— start SOURCE RECORDS —

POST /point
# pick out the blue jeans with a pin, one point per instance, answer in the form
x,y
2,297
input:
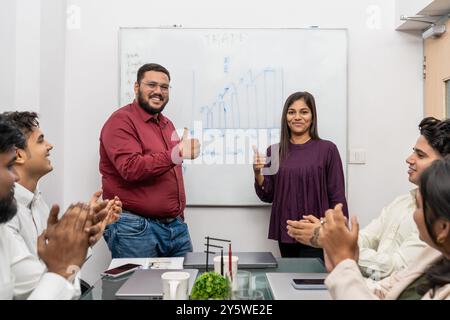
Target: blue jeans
x,y
133,236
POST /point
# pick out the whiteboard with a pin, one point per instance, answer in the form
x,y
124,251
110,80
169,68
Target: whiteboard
x,y
229,86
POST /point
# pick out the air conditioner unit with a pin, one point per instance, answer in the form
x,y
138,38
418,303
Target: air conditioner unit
x,y
434,31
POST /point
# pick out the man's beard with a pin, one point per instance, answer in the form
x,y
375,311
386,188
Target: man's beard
x,y
8,207
146,105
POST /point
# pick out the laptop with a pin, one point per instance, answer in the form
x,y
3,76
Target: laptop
x,y
282,289
147,284
247,260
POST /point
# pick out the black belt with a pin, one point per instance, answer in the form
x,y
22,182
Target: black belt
x,y
164,220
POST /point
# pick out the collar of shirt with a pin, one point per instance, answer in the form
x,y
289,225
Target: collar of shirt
x,y
25,196
145,116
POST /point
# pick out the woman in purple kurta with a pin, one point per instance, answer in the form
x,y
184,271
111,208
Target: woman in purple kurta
x,y
303,177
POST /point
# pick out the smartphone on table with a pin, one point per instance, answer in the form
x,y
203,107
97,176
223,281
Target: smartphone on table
x,y
308,284
121,270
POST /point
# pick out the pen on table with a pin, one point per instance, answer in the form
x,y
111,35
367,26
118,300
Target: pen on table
x,y
221,262
229,261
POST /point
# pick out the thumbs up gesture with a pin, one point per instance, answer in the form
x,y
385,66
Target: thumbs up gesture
x,y
189,148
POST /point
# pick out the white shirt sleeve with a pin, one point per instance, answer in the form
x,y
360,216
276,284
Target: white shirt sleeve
x,y
31,279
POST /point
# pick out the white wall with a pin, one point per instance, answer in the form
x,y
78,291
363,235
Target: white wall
x,y
7,53
385,95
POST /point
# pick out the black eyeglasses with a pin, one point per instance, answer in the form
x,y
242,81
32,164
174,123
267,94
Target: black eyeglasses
x,y
153,85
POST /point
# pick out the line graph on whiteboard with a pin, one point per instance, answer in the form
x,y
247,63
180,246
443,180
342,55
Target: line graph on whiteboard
x,y
252,100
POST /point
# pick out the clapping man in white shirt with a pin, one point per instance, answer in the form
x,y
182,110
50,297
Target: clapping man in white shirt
x,y
33,163
62,246
391,241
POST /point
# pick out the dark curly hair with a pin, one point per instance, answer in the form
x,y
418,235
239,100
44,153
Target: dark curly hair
x,y
437,133
10,136
435,192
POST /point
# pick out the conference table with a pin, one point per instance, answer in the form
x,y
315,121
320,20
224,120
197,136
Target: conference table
x,y
105,288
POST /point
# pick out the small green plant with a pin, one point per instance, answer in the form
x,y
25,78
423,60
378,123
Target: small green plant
x,y
210,285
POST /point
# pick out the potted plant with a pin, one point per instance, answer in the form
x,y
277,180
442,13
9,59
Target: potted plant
x,y
211,285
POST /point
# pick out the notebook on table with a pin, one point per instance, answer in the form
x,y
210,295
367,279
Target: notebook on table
x,y
247,260
146,284
282,289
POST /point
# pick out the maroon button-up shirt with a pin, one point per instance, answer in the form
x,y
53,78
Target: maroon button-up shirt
x,y
136,163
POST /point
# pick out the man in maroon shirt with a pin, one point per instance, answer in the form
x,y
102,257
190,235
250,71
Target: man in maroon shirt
x,y
140,161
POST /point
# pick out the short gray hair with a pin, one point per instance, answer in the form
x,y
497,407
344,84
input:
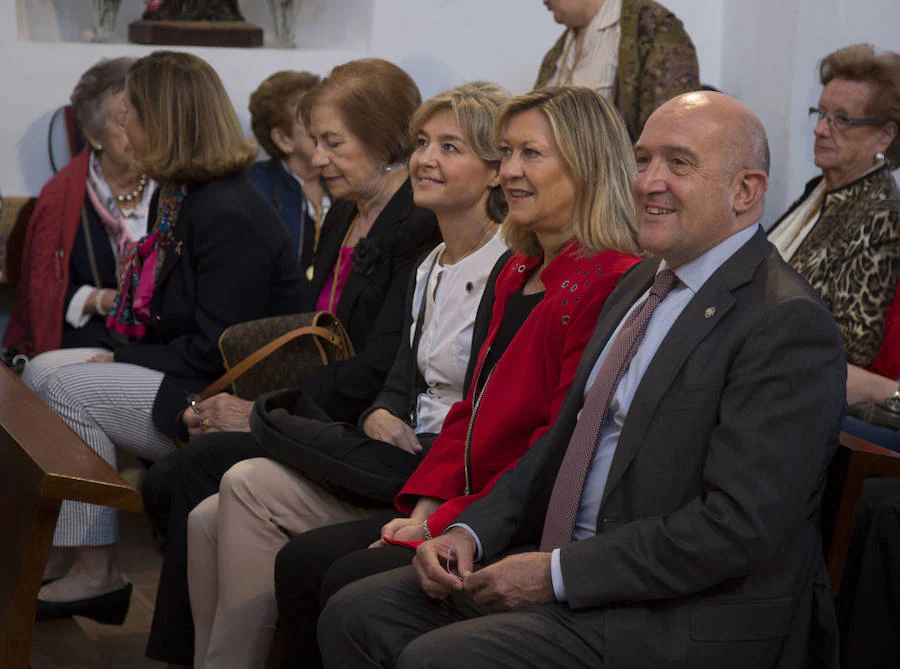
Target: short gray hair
x,y
107,77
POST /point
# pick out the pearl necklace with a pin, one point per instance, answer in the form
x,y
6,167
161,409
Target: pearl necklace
x,y
135,194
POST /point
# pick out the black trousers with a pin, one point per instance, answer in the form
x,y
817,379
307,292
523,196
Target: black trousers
x,y
869,599
387,621
171,489
315,565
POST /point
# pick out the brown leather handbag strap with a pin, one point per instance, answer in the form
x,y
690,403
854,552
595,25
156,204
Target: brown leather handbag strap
x,y
262,353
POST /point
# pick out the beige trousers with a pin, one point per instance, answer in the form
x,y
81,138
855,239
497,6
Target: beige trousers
x,y
233,538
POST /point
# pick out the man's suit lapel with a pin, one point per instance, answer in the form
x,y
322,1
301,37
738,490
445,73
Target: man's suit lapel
x,y
630,287
700,318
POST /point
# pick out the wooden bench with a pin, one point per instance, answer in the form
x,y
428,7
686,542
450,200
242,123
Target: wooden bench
x,y
855,460
42,462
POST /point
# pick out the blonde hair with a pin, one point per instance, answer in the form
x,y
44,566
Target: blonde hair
x,y
274,104
860,62
595,148
474,106
375,100
193,133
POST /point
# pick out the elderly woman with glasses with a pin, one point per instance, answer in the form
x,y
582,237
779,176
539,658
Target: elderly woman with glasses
x,y
843,234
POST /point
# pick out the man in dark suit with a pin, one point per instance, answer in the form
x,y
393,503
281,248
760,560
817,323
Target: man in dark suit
x,y
675,501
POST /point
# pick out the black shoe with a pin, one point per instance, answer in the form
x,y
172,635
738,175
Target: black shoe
x,y
109,609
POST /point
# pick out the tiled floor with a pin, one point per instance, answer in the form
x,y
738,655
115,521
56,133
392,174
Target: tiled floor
x,y
79,643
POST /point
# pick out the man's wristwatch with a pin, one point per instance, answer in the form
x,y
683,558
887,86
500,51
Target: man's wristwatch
x,y
892,402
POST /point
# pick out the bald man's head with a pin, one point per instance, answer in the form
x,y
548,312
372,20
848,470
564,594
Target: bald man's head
x,y
703,162
742,134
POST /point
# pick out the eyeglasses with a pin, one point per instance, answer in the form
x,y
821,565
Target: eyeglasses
x,y
840,121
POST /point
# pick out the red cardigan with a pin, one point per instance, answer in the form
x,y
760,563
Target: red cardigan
x,y
526,390
36,323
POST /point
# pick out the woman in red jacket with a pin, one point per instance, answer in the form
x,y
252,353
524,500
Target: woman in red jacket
x,y
566,168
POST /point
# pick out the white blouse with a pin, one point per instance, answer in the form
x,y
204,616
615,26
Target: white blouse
x,y
596,67
453,294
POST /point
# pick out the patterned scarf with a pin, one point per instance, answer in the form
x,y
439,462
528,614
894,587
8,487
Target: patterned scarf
x,y
141,266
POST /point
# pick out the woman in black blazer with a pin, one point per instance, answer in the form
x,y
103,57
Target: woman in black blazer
x,y
369,245
216,254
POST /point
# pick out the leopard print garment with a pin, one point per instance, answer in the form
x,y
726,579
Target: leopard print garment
x,y
852,259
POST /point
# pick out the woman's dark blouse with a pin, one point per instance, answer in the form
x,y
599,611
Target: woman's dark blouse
x,y
371,305
94,332
231,260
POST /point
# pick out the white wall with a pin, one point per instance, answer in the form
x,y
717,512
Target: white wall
x,y
763,52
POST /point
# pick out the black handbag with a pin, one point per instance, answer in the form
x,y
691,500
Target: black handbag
x,y
294,430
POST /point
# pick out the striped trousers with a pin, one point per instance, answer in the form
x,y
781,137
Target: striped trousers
x,y
108,404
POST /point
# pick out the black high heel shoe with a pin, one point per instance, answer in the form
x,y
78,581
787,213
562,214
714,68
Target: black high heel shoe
x,y
109,609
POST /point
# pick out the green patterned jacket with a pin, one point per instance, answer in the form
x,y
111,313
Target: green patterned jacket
x,y
657,61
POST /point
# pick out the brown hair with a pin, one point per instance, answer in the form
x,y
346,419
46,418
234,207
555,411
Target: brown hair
x,y
274,104
859,62
474,106
106,77
376,100
193,133
595,148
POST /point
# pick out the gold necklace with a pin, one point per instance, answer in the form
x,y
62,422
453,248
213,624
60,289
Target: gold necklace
x,y
135,194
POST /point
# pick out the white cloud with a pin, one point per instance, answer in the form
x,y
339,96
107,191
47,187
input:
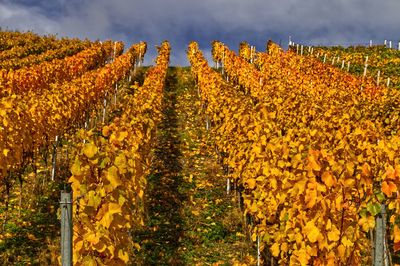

— end SOURCE RECORDS —

_WHAT THE TASK ASKS_:
Pull out every line of the records that contains the word "floor", treating uppercase and lowercase letters as different.

_THE REPLY_:
# pick out the tiled floor with a pin, one point per instance, answer in the form
Target: tiled floor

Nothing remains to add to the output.